**AIM OF THE EXERCISE:**
Set out exactly, line by line, the stretch of data below that begins at the line containing "output: one JSON" and ends at the line containing "holes by even-odd", with both ends kept.

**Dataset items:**

-----

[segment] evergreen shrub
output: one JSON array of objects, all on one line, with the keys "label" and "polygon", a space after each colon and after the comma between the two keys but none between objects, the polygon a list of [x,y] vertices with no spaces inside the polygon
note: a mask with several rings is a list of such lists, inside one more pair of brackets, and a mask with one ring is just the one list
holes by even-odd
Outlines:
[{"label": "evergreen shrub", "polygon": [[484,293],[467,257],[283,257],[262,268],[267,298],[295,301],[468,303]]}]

-----

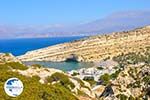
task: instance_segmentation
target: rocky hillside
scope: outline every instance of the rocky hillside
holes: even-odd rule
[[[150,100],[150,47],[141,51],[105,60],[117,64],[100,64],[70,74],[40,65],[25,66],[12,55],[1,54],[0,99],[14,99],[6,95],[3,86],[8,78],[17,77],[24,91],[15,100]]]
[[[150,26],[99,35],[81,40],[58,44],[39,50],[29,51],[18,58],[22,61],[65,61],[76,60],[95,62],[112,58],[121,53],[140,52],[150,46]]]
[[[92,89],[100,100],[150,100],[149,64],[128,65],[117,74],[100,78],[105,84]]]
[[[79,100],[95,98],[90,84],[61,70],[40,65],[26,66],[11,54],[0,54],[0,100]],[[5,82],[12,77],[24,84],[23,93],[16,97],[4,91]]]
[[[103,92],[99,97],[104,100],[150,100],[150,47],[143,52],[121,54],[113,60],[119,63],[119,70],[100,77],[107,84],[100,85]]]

-----

**EXERCISE ANSWER:**
output: one JSON array of objects, all on one line, with the keys "label" and "polygon", a space after each colon and after the comma between the two keys but none between objects, the polygon a list of [x,y] vertices with no spaces inside the polygon
note: a mask with several rings is a list of such lists, inside one more pair of brackets, and a mask with one ring is just the one list
holes by even-odd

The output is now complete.